Dataset items
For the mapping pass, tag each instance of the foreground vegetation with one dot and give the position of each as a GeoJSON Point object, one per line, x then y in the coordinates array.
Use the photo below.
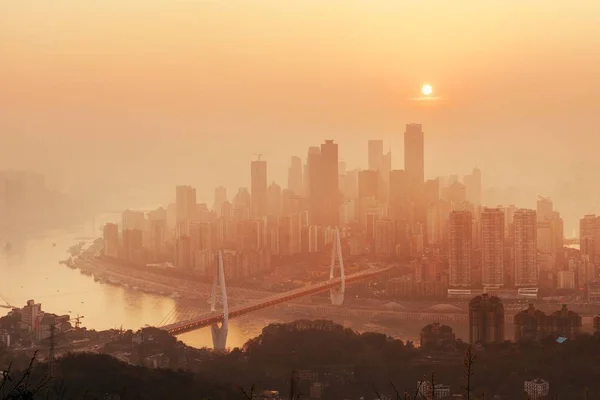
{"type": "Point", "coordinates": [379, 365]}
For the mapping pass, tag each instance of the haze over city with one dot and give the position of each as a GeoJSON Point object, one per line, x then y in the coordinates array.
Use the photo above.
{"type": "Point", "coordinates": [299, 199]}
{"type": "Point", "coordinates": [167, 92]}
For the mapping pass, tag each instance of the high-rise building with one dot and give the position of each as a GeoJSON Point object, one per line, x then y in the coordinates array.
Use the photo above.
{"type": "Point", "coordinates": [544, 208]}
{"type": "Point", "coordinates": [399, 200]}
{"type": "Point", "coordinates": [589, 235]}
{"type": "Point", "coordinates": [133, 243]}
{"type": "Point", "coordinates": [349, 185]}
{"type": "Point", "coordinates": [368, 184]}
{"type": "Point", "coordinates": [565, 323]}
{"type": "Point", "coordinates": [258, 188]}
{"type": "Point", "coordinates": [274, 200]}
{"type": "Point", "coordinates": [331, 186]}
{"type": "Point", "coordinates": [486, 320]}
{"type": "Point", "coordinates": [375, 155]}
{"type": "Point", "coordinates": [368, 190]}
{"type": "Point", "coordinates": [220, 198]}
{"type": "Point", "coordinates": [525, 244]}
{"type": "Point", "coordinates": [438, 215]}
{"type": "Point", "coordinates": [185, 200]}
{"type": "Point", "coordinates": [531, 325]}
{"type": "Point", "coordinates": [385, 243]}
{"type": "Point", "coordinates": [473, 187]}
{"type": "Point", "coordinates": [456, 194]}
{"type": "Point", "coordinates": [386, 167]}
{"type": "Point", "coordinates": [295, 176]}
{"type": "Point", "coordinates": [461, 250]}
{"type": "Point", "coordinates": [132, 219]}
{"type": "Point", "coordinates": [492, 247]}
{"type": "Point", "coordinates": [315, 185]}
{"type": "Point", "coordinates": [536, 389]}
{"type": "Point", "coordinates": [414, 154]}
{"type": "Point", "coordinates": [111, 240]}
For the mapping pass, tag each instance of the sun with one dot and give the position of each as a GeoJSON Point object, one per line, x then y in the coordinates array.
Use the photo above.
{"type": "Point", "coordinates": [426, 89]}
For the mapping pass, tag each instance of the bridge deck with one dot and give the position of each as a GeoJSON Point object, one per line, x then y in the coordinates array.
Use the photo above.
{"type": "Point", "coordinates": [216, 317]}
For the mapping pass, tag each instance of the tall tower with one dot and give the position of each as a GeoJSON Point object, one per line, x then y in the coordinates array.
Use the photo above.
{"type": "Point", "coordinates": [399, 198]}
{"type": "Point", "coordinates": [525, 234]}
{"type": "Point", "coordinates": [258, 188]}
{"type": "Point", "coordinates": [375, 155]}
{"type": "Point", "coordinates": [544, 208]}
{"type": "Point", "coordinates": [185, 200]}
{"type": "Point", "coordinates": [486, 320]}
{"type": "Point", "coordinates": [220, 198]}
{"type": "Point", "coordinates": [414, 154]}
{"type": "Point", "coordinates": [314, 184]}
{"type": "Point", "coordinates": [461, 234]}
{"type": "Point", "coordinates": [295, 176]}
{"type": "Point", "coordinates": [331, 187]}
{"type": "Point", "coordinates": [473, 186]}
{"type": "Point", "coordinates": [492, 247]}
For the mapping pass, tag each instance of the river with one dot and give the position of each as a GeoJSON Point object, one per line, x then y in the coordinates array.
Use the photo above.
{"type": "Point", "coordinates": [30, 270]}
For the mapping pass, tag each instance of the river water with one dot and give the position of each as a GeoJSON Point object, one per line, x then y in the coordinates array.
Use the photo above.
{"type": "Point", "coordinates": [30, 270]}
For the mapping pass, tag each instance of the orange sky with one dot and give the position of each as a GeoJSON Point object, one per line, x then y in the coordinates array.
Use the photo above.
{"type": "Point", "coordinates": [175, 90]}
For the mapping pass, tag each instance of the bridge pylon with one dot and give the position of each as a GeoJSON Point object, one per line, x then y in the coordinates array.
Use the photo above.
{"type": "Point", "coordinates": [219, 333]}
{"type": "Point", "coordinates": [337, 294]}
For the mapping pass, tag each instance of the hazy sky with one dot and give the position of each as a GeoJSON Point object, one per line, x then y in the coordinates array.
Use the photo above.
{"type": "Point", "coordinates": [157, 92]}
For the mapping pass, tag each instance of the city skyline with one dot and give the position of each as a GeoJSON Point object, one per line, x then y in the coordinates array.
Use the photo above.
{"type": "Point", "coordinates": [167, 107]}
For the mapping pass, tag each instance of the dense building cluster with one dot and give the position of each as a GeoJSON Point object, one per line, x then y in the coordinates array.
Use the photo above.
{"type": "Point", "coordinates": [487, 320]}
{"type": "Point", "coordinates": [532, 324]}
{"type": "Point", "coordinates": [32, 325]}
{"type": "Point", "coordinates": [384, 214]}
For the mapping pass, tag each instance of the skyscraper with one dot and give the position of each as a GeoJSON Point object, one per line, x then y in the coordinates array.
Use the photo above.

WHAT IS NEEDED » The reply should consist of one number, the count of lines above with the string "bridge" in them.

ANSWER SPACE » 2